--- SOURCE TEXT Enclosed Below ---

The experiments convincingly show the advantages of the proposed FunBO method.

方法与评估标准

FunBO is evaluated on diverse range of functions, covering both in-distribution and out-of-distribution settings.

理论论述

N/A

实验设计与分析

Seems valid.

补充材料

I briefly checked the supplementary material.

与现有文献的关系

I think the problem of learning problem-specific acquisition functions is important problem. In general, Bayesian optimisation arises in many applications, thus many fields could benefit from FunBO that improves the efficiency of the optimisation.

遗漏的重要参考文献

N/A

其他优缺点

N/A

其他意见或建议

N/A

作者回复

2025-04-01

Thanks for your feedback and for highlighting the strengths of our work. We hope the responses below clarify the motivation and practical considerations for FunBO.

Benefits of Representing AFs as Programs Representing AFs as programs offers the following advantages:

Interpretability: As highlighted in our paper, code-based AFs are inherently interpretable. It is possible to directly inspect, analyze, and understand the logic behind the optimization strategy employed by the discovered AF. This contrasts with neural network based AFs, for which it is difficult to understand why they perform well or how they balance exploration/exploitation.
Deployability and Simplicity: AFs discovered by FunBO are outputted as concise code snippets (e.g., Python functions). As mentioned in Section 1, these can be readily integrated into existing BO libraries and workflows with minimal overhead.

--- End of Enclosed SOURCE TEXT ---
--- SUPPLIED MATERIAL Enclosed Below ---

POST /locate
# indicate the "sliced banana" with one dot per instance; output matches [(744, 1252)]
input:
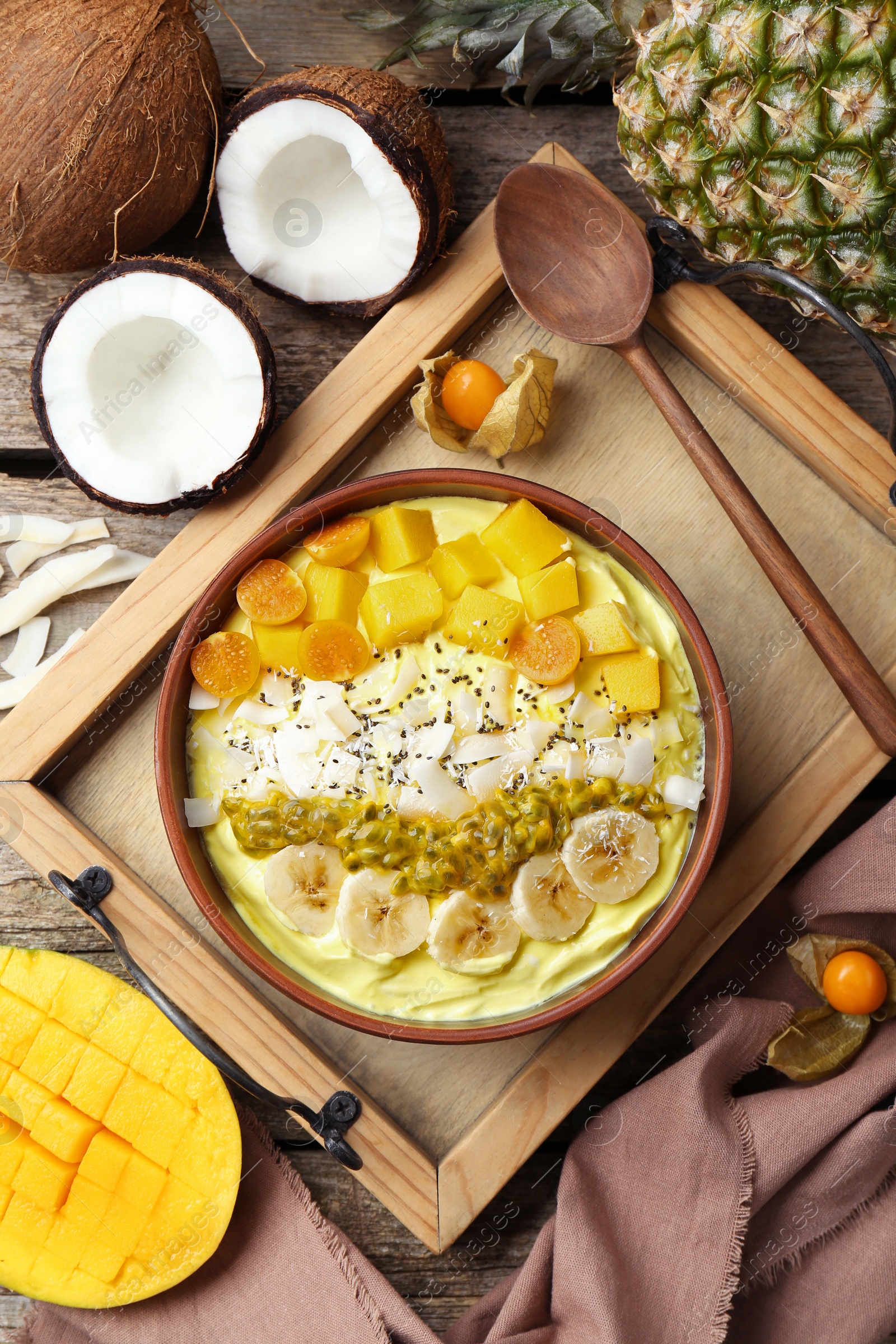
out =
[(374, 922), (302, 884), (470, 936), (546, 901), (612, 854)]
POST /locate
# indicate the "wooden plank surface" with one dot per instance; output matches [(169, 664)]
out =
[(487, 142)]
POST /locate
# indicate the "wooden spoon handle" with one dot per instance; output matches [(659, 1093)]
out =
[(832, 642)]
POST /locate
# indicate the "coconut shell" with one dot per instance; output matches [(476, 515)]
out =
[(402, 127), (106, 104), (227, 295)]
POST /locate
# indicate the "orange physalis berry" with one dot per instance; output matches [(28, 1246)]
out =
[(547, 651), (342, 542), (272, 593), (332, 651), (855, 983), (226, 663), (469, 390)]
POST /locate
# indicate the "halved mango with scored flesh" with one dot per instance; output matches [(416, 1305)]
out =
[(92, 1217)]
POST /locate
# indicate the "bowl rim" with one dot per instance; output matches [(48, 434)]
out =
[(285, 534)]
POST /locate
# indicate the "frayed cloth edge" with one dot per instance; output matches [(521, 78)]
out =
[(327, 1231)]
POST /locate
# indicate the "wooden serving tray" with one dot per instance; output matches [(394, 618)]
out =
[(444, 1127)]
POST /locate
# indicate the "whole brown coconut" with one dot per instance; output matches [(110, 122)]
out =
[(109, 115), (401, 127)]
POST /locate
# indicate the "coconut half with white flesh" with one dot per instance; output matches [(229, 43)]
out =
[(335, 189), (153, 385)]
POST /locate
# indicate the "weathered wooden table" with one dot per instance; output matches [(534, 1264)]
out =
[(486, 140)]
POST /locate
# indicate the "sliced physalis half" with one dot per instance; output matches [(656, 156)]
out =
[(464, 404), (856, 984)]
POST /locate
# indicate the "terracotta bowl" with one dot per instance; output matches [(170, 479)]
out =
[(220, 599)]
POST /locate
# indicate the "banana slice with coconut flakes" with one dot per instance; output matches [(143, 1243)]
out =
[(302, 885), (376, 924), (546, 901), (473, 937), (612, 854)]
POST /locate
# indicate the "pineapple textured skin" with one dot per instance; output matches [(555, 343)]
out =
[(769, 133)]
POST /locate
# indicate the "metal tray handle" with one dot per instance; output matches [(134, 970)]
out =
[(339, 1112)]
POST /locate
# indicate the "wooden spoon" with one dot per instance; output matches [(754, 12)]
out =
[(580, 265)]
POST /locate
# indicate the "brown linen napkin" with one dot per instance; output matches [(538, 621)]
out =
[(684, 1215)]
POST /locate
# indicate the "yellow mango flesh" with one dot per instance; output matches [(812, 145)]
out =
[(465, 561), (334, 595), (633, 683), (524, 539), (548, 592), (604, 631), (401, 610), (278, 644), (402, 536), (484, 622), (120, 1148)]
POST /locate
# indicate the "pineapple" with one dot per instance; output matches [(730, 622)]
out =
[(769, 133)]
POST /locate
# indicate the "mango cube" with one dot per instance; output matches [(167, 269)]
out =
[(332, 593), (19, 1025), (548, 592), (26, 1221), (278, 644), (401, 610), (484, 622), (633, 683), (63, 1131), (53, 1057), (402, 536), (602, 629), (32, 978), (125, 1022), (466, 561), (23, 1100), (142, 1182), (95, 1082), (105, 1160), (43, 1178), (524, 539)]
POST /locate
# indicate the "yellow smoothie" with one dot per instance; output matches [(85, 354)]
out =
[(231, 757)]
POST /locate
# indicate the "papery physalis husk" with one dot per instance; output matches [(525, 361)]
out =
[(820, 1040), (517, 418), (816, 1043)]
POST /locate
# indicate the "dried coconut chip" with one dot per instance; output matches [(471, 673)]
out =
[(517, 418)]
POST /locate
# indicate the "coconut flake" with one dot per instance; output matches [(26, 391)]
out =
[(30, 644), (481, 746), (35, 528), (440, 791), (55, 580), (120, 568), (638, 761), (203, 812), (202, 699), (14, 691), (22, 554), (679, 792)]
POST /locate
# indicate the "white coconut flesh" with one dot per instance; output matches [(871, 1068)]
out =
[(152, 388), (314, 207)]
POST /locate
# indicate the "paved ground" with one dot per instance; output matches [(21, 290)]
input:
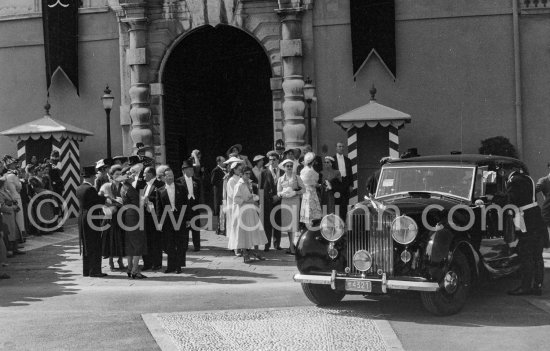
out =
[(48, 305)]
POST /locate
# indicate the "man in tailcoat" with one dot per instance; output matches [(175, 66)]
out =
[(170, 198), (530, 229), (88, 226), (343, 164), (270, 201), (216, 179), (191, 189), (153, 259)]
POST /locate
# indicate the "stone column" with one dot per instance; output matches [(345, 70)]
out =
[(294, 128), (140, 111)]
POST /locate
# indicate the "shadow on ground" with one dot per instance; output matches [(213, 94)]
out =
[(40, 274)]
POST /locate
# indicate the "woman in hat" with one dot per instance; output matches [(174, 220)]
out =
[(249, 232), (332, 182), (112, 239), (135, 241), (235, 151), (310, 210), (289, 188), (235, 172), (256, 176)]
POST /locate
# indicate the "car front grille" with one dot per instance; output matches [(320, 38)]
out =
[(369, 230)]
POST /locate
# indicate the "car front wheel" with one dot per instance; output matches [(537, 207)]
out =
[(451, 298), (322, 295)]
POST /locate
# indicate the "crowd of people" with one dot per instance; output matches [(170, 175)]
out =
[(251, 202)]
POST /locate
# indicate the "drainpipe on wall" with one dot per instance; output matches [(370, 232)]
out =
[(517, 79)]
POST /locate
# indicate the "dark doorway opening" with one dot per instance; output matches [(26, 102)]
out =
[(216, 94)]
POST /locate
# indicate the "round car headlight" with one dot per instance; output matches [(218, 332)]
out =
[(332, 227), (404, 230), (362, 260)]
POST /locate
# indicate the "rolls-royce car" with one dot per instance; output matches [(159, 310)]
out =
[(436, 225)]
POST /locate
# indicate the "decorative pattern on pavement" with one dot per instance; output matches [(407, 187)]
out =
[(304, 328)]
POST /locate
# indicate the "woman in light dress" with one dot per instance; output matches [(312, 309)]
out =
[(236, 167), (310, 210), (289, 188), (249, 232)]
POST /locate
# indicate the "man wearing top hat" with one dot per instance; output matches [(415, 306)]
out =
[(89, 222), (191, 193), (270, 175), (170, 198)]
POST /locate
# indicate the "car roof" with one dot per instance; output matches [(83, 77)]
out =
[(462, 159)]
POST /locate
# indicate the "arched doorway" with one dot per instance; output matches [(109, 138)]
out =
[(216, 94)]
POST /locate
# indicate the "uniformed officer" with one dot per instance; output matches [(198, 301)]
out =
[(88, 227), (530, 228)]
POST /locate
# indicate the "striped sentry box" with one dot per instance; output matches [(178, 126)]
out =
[(393, 140), (352, 154)]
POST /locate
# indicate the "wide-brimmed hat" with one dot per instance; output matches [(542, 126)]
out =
[(7, 160), (272, 153), (238, 146), (236, 163), (284, 163), (279, 144), (309, 157), (87, 171), (186, 164), (232, 160), (258, 158)]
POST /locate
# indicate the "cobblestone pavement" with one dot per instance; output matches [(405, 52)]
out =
[(306, 328)]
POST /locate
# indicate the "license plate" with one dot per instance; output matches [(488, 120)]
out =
[(358, 285)]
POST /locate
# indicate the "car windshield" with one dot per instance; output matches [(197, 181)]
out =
[(457, 181)]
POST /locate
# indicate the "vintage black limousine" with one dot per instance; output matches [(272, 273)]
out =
[(436, 225)]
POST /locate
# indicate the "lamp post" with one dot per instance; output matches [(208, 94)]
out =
[(309, 93), (107, 100)]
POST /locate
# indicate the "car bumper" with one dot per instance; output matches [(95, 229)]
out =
[(377, 285)]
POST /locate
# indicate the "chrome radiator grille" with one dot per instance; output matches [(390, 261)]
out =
[(366, 231)]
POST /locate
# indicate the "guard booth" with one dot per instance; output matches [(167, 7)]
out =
[(42, 136), (373, 133)]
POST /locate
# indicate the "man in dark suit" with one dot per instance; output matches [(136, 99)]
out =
[(90, 235), (191, 189), (169, 199), (216, 179), (343, 164), (153, 259), (530, 229), (270, 201)]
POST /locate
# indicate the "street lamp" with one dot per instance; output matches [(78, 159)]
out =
[(309, 93), (107, 100)]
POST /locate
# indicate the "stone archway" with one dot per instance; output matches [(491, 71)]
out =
[(216, 92)]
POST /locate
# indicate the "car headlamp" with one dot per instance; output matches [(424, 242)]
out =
[(404, 230), (332, 227), (362, 260)]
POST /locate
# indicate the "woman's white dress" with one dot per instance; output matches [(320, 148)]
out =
[(311, 206), (248, 230)]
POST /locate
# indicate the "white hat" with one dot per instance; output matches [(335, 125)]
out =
[(309, 157), (236, 163), (232, 160), (282, 164)]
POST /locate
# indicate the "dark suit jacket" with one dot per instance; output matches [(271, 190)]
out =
[(269, 185), (190, 203), (519, 190), (217, 185), (87, 198), (347, 181), (162, 201)]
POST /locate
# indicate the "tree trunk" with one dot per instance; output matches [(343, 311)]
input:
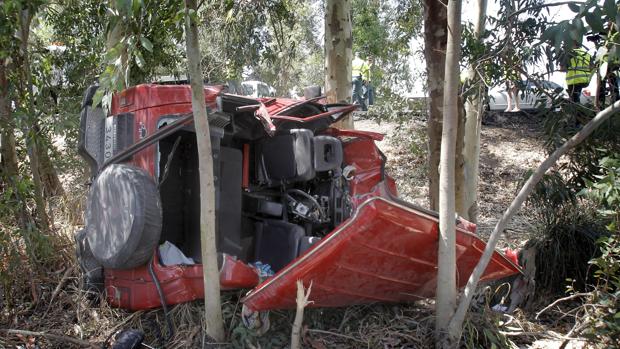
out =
[(211, 275), (446, 273), (31, 135), (113, 38), (459, 160), (9, 165), (456, 323), (338, 55), (474, 109), (435, 40)]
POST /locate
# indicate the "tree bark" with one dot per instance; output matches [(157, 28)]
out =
[(459, 160), (435, 40), (338, 55), (474, 109), (456, 323), (211, 276), (446, 273), (31, 135)]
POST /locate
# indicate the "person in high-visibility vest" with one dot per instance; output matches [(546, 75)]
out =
[(360, 70), (609, 70), (578, 72)]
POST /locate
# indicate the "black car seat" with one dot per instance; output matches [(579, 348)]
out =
[(286, 158)]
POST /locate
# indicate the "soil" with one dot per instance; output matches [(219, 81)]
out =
[(509, 147)]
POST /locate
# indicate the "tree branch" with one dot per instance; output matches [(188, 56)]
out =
[(520, 11)]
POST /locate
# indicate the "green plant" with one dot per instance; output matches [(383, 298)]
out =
[(601, 322)]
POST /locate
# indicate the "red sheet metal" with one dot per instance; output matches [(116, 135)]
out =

--- End of Enclosed SUPPLIED MATERIAL ---

- EXERCISE SET
A) In the FunBO review, which settings does the range of evaluated functions cover?
B) According to the authors' reply in the FunBO review, why are acquisition functions represented as code more interpretable than those based on neural networks? Answer in one to three sentences.

- EXPECTED RESPONSES
A) It covers both in-distribution and out-of-distribution settings.

B) Code-based acquisition functions let one directly inspect, analyze, and understand the logic behind the optimization strategy they use. With neural network based acquisition functions, it is difficult to understand why they perform well or how they balance exploration and exploitation.